**Document segment**:
It's designed for those who have an interest in the academic study of children’s literature and/or work in education such as teachers or librarians, those in publishing and children’s media and authors and artists who want to create texts for children.

What you study

You will deepen your familiarity with the range and diversity of genres for children from ‘classic’ works to contemporary texts and develop detailed knowledge and critical understanding of issues and debates in the field. Studying children’s literature at Goldsmiths will also involve examining how texts for children reflect contested constructions of childhood.

If you choose to, you can select modules that will support creative writing practices and enable you to work with practising and published creative writing lecturers and education lecturers to study and explore the nature of writing for children.

Goldsmiths MA in Children’s Literature is unique in its focus on inclusive practices and social justice. We will question the sociopolitical contexts in which texts are produced and interpreted and you will be encouraged to explore how texts for children can challenge or reinforce dominant ideological constructions. We interrogate the power relations that determine what is published, distributed and selected to be read by children in schools.

You will explore the relationship between reader, writer, text and context, and consider the processes that underpin those interactions. We will also examine the inherent paradox that studying children’s literature will involve adults writing, selecting and responding to texts that are normally intended for children.

Assessment

Coursework, essays, project, dissertation, creative writing (optional).

**Listed records**:
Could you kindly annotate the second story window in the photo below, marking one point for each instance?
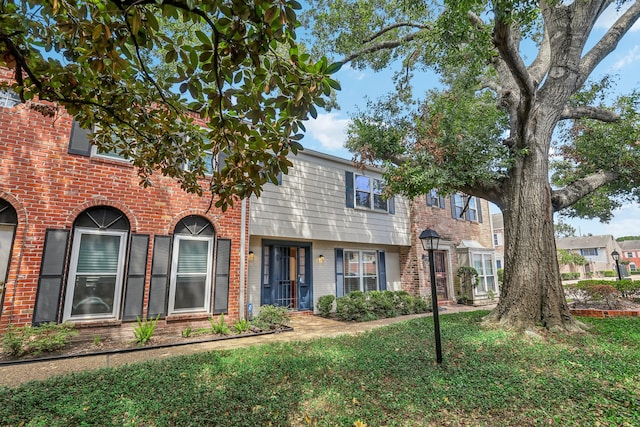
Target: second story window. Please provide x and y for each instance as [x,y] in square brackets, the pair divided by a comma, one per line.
[369,193]
[466,208]
[589,251]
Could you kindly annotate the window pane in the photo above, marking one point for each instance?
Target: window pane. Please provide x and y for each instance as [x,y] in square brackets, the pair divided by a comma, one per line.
[193,256]
[351,284]
[190,291]
[363,200]
[370,284]
[351,264]
[93,294]
[379,202]
[363,183]
[378,186]
[98,253]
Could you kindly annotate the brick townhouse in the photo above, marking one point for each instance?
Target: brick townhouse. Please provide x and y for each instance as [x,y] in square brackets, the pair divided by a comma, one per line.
[81,240]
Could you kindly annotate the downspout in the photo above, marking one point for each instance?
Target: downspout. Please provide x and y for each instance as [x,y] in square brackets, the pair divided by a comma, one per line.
[243,250]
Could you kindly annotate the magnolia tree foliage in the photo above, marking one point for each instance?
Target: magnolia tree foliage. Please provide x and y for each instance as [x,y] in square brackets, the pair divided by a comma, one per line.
[512,118]
[147,74]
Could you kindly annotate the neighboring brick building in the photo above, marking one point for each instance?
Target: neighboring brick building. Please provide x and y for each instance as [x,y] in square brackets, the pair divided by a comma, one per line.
[630,251]
[81,240]
[465,241]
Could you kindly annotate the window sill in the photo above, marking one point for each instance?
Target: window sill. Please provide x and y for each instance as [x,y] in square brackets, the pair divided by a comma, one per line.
[82,324]
[181,317]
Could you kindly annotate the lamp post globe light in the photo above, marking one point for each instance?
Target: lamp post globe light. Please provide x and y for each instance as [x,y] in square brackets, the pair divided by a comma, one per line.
[616,257]
[430,239]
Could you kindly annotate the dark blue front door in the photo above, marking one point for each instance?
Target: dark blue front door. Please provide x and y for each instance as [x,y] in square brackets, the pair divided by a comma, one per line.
[287,276]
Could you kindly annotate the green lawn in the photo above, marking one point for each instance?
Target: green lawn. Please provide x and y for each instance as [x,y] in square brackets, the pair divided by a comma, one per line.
[383,378]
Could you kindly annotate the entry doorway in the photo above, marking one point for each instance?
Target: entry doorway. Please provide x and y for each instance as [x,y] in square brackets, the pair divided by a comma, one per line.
[442,288]
[286,275]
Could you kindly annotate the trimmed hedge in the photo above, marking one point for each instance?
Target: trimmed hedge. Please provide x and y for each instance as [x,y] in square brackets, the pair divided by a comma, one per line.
[374,305]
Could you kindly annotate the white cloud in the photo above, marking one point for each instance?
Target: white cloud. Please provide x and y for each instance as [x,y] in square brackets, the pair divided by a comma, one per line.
[329,130]
[609,17]
[632,56]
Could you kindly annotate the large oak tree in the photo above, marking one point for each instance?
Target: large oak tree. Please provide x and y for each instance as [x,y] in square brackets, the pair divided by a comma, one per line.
[533,136]
[170,83]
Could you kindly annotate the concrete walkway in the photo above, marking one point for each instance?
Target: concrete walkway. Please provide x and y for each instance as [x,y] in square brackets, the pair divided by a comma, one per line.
[304,328]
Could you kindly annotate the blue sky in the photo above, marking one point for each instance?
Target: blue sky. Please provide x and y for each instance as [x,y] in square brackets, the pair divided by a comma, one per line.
[328,132]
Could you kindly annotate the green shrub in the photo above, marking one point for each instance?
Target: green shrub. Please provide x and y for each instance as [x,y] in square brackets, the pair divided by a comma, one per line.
[325,305]
[18,341]
[373,305]
[242,325]
[145,329]
[271,317]
[219,327]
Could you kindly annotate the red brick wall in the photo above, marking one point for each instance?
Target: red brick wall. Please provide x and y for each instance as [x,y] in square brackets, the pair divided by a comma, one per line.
[49,188]
[415,275]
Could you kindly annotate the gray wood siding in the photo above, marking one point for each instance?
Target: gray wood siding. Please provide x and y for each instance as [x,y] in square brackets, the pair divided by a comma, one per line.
[310,204]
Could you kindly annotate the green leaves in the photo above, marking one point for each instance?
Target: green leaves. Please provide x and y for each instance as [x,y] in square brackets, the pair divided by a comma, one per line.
[140,71]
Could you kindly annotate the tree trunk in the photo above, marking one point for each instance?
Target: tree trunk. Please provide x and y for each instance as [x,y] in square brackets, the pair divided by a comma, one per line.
[532,294]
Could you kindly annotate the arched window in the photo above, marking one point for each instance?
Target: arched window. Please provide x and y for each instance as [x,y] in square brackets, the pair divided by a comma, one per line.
[8,223]
[96,269]
[192,266]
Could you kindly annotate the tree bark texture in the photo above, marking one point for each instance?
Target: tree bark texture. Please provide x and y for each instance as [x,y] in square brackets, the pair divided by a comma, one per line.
[532,294]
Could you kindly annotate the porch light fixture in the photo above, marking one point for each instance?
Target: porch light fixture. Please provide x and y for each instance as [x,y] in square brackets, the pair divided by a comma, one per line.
[430,239]
[616,257]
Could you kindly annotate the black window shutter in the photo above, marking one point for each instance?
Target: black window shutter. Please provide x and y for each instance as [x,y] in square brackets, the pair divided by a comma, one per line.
[79,142]
[221,288]
[348,176]
[160,268]
[339,273]
[52,268]
[136,273]
[382,271]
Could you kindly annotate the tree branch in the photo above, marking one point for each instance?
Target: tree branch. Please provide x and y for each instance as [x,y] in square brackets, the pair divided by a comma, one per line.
[390,44]
[507,44]
[609,41]
[540,66]
[393,27]
[573,192]
[589,113]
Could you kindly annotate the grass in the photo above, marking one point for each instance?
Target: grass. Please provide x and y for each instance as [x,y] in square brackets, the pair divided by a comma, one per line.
[386,377]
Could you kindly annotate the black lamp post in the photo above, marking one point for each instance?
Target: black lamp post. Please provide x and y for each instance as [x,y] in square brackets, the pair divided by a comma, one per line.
[616,257]
[429,239]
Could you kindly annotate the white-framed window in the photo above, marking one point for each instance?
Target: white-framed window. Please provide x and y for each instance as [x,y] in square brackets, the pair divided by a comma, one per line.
[369,193]
[360,271]
[589,252]
[483,263]
[96,274]
[8,98]
[434,199]
[96,265]
[192,266]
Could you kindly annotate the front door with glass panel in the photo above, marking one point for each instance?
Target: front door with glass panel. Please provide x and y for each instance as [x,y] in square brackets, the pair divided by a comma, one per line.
[440,258]
[286,276]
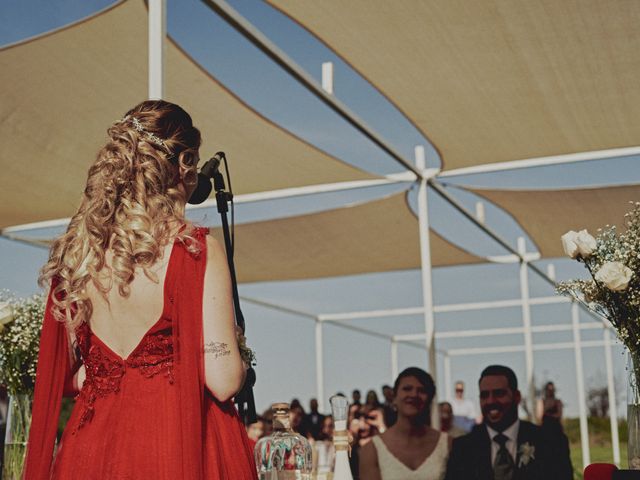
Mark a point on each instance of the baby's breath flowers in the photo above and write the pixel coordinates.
(20, 325)
(613, 291)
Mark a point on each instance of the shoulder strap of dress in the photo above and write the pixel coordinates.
(53, 367)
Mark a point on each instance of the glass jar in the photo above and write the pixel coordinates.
(340, 410)
(633, 410)
(285, 454)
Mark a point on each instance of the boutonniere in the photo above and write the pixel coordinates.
(526, 453)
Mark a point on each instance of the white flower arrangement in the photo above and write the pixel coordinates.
(526, 453)
(613, 261)
(20, 326)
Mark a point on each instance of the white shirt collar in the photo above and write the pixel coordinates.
(511, 432)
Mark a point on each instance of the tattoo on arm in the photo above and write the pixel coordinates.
(217, 349)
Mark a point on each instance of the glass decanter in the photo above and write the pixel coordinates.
(283, 455)
(340, 410)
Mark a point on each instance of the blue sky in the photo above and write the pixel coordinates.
(285, 367)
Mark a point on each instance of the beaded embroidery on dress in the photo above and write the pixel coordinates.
(433, 468)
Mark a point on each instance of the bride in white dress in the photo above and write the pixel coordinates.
(410, 449)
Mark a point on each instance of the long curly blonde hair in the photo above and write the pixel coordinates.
(131, 205)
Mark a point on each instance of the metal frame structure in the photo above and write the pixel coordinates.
(425, 177)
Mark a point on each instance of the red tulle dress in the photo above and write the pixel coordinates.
(148, 416)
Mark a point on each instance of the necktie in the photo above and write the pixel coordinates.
(503, 465)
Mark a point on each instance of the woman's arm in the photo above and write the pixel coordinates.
(223, 367)
(369, 468)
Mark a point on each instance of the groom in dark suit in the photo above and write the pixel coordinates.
(504, 447)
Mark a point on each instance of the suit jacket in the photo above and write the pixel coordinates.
(470, 457)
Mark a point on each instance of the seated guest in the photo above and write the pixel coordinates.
(324, 452)
(255, 431)
(464, 411)
(313, 419)
(504, 447)
(388, 408)
(410, 449)
(446, 421)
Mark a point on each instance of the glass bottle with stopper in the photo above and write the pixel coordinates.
(285, 454)
(340, 410)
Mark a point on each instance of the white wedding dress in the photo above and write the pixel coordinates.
(433, 468)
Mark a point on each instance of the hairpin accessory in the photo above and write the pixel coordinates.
(150, 136)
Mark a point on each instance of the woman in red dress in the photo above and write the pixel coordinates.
(139, 322)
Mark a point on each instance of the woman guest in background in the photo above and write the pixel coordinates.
(548, 407)
(140, 320)
(410, 449)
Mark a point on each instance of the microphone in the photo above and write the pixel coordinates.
(208, 170)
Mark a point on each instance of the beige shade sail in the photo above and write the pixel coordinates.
(494, 80)
(376, 236)
(62, 90)
(546, 215)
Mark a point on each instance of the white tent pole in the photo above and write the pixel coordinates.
(157, 33)
(447, 378)
(582, 406)
(427, 294)
(327, 77)
(526, 323)
(613, 401)
(319, 367)
(394, 360)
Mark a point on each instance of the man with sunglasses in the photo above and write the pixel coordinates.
(464, 411)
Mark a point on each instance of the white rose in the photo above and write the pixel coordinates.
(6, 314)
(578, 244)
(614, 275)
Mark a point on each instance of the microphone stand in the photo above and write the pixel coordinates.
(244, 399)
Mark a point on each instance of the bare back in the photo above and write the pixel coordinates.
(121, 322)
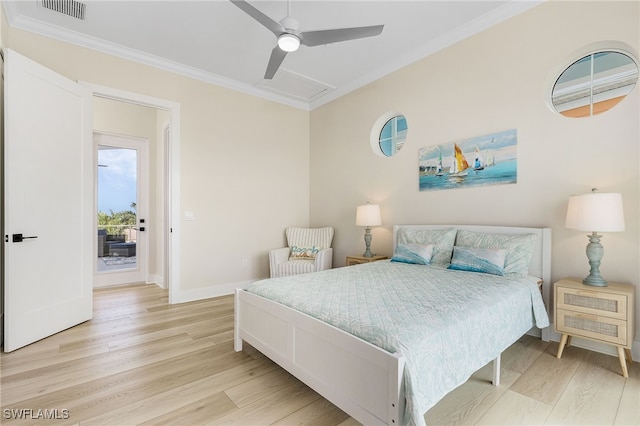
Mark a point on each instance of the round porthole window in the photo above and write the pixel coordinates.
(389, 134)
(594, 83)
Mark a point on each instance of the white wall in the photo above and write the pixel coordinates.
(244, 162)
(493, 81)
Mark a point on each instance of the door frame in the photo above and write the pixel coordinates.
(141, 271)
(172, 192)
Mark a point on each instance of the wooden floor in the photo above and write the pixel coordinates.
(142, 361)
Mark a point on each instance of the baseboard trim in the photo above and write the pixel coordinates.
(190, 295)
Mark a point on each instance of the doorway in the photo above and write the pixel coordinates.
(164, 265)
(122, 209)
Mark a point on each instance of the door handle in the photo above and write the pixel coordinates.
(17, 238)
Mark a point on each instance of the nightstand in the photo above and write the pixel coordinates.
(356, 260)
(601, 314)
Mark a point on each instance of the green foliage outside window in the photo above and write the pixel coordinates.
(116, 222)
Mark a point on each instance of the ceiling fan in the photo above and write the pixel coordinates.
(290, 38)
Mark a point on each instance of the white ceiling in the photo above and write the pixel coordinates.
(214, 41)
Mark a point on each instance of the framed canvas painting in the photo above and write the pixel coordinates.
(478, 161)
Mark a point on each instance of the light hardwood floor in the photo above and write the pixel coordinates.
(142, 361)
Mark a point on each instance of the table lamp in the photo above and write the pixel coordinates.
(368, 215)
(596, 212)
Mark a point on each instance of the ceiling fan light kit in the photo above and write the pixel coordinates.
(289, 42)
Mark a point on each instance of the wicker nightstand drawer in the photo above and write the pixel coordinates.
(595, 327)
(603, 314)
(592, 302)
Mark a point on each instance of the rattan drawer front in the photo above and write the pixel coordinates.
(595, 327)
(592, 302)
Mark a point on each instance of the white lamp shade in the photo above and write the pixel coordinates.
(595, 212)
(288, 42)
(368, 215)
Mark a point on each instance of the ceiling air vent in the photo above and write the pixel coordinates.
(72, 8)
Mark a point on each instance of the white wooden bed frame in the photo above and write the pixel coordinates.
(360, 378)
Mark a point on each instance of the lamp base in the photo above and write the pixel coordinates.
(367, 242)
(595, 251)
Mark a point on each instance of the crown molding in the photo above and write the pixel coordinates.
(82, 40)
(501, 14)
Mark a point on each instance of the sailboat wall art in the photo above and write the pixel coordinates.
(479, 161)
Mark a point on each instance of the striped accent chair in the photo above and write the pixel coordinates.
(309, 250)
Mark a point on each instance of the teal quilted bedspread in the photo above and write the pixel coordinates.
(447, 324)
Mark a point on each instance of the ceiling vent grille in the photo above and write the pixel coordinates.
(72, 8)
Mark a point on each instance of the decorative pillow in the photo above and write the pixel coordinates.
(489, 261)
(413, 253)
(519, 248)
(442, 240)
(303, 253)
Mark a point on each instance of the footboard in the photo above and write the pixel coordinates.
(360, 378)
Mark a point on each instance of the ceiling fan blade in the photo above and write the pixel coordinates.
(270, 24)
(277, 56)
(316, 38)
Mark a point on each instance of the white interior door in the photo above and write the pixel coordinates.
(122, 201)
(48, 186)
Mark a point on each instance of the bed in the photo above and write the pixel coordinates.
(384, 341)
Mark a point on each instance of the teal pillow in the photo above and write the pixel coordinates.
(442, 240)
(419, 254)
(488, 261)
(519, 248)
(303, 253)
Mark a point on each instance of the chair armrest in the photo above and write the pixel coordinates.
(277, 256)
(324, 259)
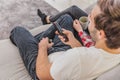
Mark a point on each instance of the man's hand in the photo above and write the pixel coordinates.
(44, 43)
(72, 41)
(77, 26)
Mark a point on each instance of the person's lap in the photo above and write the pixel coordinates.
(28, 45)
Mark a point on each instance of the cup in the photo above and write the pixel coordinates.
(84, 22)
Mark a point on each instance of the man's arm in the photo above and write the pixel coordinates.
(42, 63)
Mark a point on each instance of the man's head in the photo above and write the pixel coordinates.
(105, 23)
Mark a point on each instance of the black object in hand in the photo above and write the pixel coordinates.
(60, 31)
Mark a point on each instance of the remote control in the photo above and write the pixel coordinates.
(60, 31)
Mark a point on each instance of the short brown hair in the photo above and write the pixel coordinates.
(109, 21)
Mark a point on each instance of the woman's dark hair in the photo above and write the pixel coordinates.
(109, 21)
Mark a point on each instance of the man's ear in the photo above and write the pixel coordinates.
(101, 34)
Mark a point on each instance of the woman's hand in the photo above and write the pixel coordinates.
(44, 43)
(72, 41)
(77, 26)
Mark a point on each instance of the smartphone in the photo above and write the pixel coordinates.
(60, 31)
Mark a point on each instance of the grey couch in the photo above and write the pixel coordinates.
(12, 67)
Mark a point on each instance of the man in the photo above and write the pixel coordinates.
(78, 63)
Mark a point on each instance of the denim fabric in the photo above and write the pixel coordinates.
(73, 11)
(28, 44)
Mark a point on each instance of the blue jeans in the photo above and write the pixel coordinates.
(28, 44)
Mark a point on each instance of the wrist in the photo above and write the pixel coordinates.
(43, 48)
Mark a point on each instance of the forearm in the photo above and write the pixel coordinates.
(43, 65)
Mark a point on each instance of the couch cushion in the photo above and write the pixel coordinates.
(11, 65)
(113, 74)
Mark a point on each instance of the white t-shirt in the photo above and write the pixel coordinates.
(81, 63)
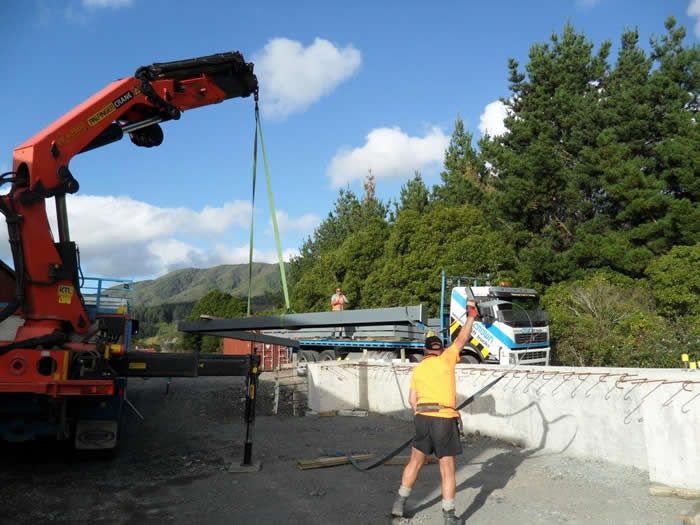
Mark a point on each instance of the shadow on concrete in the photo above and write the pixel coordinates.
(497, 471)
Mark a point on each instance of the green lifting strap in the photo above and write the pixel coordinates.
(271, 200)
(252, 212)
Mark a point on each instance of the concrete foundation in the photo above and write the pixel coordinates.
(645, 418)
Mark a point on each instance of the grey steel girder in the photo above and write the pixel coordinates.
(407, 315)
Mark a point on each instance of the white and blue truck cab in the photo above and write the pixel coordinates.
(512, 329)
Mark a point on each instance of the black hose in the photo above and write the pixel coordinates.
(49, 340)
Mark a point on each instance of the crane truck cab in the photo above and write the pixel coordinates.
(512, 328)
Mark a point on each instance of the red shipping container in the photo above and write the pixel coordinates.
(272, 356)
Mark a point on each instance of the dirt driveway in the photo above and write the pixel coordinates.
(173, 468)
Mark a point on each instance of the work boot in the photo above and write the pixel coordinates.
(398, 508)
(450, 518)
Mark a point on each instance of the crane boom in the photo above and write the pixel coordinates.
(46, 271)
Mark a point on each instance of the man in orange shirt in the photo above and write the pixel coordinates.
(433, 397)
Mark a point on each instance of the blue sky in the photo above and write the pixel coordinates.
(343, 89)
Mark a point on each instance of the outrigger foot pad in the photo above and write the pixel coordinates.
(255, 466)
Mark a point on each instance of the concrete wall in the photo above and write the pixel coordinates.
(645, 418)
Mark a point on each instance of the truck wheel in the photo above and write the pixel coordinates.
(468, 359)
(308, 356)
(328, 355)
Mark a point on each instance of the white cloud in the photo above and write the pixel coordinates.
(694, 11)
(303, 225)
(388, 152)
(109, 221)
(491, 120)
(113, 4)
(122, 237)
(292, 77)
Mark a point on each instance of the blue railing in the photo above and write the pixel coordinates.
(107, 295)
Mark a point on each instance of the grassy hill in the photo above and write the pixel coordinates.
(160, 303)
(190, 284)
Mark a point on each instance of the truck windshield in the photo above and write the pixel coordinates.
(520, 303)
(521, 312)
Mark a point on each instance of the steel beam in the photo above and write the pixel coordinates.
(407, 315)
(173, 364)
(254, 337)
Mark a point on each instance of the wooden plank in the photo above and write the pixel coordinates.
(324, 462)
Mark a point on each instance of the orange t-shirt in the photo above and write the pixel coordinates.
(434, 382)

**Exercise details**:
Rewrite the paragraph of the course description beginning "Goldsmiths MA in Children's Literature is unique" as a short bulleted list that keeps its main facts. The listing comes from a separate source unrelated to the course description.

**Written response**:
- The Goldsmiths MA in Children's Literature is unique in focusing on inclusive practices and social justice.
- It questions the sociopolitical contexts in which texts are produced and interpreted.
- Students are encouraged to explore how texts for children can challenge or reinforce dominant ideological constructions.
- It interrogates the power relations that determine what is published, distributed and selected for children to read in schools.